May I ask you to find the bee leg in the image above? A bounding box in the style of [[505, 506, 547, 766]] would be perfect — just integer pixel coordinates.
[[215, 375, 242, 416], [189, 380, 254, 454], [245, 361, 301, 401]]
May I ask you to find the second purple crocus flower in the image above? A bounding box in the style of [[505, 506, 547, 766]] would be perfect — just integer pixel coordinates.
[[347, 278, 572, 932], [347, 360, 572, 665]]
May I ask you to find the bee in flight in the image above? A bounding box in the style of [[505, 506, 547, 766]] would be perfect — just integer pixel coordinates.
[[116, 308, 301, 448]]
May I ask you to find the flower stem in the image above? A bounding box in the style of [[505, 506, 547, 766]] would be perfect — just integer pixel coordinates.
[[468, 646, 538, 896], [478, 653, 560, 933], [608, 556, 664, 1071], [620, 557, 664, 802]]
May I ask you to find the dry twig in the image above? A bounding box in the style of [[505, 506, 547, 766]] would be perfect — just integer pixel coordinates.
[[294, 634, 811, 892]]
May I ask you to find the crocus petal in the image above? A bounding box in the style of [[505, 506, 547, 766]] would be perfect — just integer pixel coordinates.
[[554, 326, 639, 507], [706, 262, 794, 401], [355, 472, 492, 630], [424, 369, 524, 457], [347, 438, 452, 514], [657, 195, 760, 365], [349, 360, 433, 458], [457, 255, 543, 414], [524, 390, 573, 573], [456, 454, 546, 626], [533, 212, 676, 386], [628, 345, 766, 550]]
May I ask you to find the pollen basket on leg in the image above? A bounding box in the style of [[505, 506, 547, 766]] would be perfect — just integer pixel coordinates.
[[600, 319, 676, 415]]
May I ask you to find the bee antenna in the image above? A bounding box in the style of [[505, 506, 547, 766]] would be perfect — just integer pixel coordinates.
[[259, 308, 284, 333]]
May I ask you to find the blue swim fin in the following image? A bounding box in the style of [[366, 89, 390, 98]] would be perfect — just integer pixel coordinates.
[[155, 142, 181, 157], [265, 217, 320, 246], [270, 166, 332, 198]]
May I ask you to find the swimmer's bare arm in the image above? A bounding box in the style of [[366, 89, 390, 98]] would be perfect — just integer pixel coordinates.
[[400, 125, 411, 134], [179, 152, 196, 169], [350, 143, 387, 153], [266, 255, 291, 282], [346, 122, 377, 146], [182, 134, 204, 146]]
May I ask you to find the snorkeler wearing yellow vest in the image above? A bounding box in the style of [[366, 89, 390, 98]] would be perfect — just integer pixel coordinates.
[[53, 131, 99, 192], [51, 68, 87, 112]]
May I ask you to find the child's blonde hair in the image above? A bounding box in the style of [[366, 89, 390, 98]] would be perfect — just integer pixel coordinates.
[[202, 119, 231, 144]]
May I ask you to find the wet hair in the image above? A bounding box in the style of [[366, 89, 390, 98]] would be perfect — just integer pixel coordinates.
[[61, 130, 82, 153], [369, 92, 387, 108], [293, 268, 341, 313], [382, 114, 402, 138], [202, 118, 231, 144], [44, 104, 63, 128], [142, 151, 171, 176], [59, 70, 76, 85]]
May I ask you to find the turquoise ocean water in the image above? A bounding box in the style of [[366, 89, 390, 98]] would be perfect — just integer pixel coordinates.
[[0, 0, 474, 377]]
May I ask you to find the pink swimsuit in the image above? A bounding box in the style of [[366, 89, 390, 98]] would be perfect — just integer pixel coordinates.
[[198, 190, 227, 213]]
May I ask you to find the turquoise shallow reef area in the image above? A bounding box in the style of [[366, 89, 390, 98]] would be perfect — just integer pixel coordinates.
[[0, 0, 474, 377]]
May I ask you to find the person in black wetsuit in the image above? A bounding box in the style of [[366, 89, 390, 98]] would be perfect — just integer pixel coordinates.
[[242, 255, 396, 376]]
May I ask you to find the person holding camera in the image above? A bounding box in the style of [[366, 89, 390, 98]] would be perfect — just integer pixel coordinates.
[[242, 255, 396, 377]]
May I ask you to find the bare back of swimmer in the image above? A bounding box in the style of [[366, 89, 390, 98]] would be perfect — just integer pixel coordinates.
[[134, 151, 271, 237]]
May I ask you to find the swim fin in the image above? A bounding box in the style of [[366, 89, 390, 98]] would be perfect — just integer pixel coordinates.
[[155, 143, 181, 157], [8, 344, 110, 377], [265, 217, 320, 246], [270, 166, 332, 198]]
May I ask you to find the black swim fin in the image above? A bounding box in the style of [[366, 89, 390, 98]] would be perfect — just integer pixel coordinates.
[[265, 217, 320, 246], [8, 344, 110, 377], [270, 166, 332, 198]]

■ **Do this**:
Could you write out all of the records above word for word, with every line unchanged?

■ **Answer in full**:
May I ask you to find the bee leg in the image above? A bounding box in the style of [[505, 506, 547, 766]] would be perfect — just integer pixel coordinates.
[[215, 375, 242, 416], [189, 380, 254, 454], [245, 361, 301, 401]]
May I ask you to find the second purple crocus flower in the image above? A bounding box in the style of [[505, 506, 547, 766]] would be perfect — just integer pixel coordinates.
[[347, 278, 572, 932], [347, 360, 572, 665]]
May I ask you to find the bee in flight in the image above? A bounding box in the style of [[505, 506, 547, 766]] would be perfect — just integer pixel coordinates.
[[116, 308, 301, 448]]
May I ask you to find the flower stem in the image above? A bounding box in the style of [[505, 506, 547, 766]] would be perfect — just integer pixel coordinates.
[[468, 646, 538, 896], [478, 653, 560, 933], [608, 556, 664, 1071], [620, 557, 664, 802]]
May I ask you to find the dry twig in the image above? A bounding box in the style of [[505, 506, 547, 766]] would be perfect — just integer pixel coordinates.
[[294, 634, 811, 892]]
May I ask you to find the crocus petal in the image above? A bounding box in the style of [[505, 506, 547, 766]] would be perfect — just integer pixel coordinates.
[[554, 326, 639, 507], [706, 262, 794, 401], [355, 472, 492, 630], [424, 369, 524, 457], [347, 438, 452, 514], [657, 195, 760, 365], [349, 360, 433, 458], [457, 255, 543, 414], [524, 390, 573, 573], [456, 454, 546, 626], [533, 212, 676, 386], [628, 345, 766, 550]]
May I ask you to find the pollen basket on leg in the image above? A bounding box in the style of [[505, 506, 547, 766]] would be perfect — just integer pixel coordinates.
[[600, 319, 676, 415]]
May I ask you to find the bee antenna in the image above? A bounding box in the style of [[505, 506, 547, 766]] would be perfect — just integer pixel coordinates.
[[259, 308, 284, 333]]
May I ask you to find the blue swim fin in the following image? A bounding box in the style of [[366, 89, 390, 98]] would be perfect — just integer pixel coordinates.
[[155, 142, 181, 157], [265, 217, 320, 246], [270, 166, 332, 198]]
May I ask you to find the swimmer's bare arm in the image above? A bounding box in the style of [[366, 89, 390, 98]] would be perfect — just integer pixel coordinates.
[[400, 125, 411, 134], [179, 152, 196, 169], [350, 143, 387, 153], [266, 255, 291, 282], [346, 122, 377, 146], [182, 134, 204, 146]]
May I ask you to find the snorkeler wearing yellow vest in the image above? A bounding box in the style of [[366, 89, 390, 98]] would be perfect — just integer pixel coordinates.
[[53, 131, 99, 192], [51, 68, 87, 112]]
May I ask you to find the child's blonde hair in the image above? A bounding box in the style of [[366, 89, 390, 98]] would be perfect — just integer pixel coordinates.
[[202, 119, 231, 144]]
May I ask you to find the wet hair in the image above? A bounding box in the style of [[366, 89, 390, 98]] would be perfect — just integer pixel coordinates.
[[61, 130, 82, 153], [369, 92, 387, 108], [293, 268, 341, 313], [382, 114, 402, 138], [202, 118, 231, 144], [44, 104, 63, 128], [142, 151, 171, 176], [59, 70, 76, 85]]
May I ask you to find the turquoise ocean water in the image above? A bounding box in the style of [[366, 89, 390, 98]] would be perfect — just integer pixel coordinates.
[[0, 0, 474, 377]]
May I ask you to find the pink swimsuit in the image above? A bounding box in the style of [[366, 89, 390, 98]] would be perfect — just integer pixel coordinates.
[[198, 190, 227, 213]]
May I ask you to find the turquoise shallow reef area in the image above? A bounding box in the style of [[366, 89, 390, 98]] would be perfect — just integer pixel coordinates.
[[0, 0, 474, 377]]
May I ask you to find the person in black wetsuit in the image above? A bounding box in the style of [[366, 89, 390, 98]] would be perfect — just integer pixel coordinates.
[[242, 255, 396, 376]]
May I ask you to find the person holding camera in the image above? A bounding box in the style of [[366, 89, 390, 98]] would be perfect — just integer pixel coordinates.
[[242, 255, 396, 377]]
May I ask you to find the bare back of swimmer in the image above? A bounding box in the style of [[366, 89, 390, 98]] would be perfect — just integer pixel coordinates.
[[134, 151, 271, 237]]
May I ask you to find the swim fin in the image above? A bounding box in the style of [[366, 89, 390, 98]] would be perfect — just integer pixel coordinates.
[[155, 143, 181, 157], [8, 344, 110, 377], [265, 217, 320, 246], [270, 166, 332, 198]]
May I ask you to find the black swim fin in the image above? A bounding box in the style of [[366, 89, 390, 98]] would be perfect — just integer pixel coordinates.
[[265, 217, 320, 246], [8, 344, 110, 377], [270, 166, 332, 198]]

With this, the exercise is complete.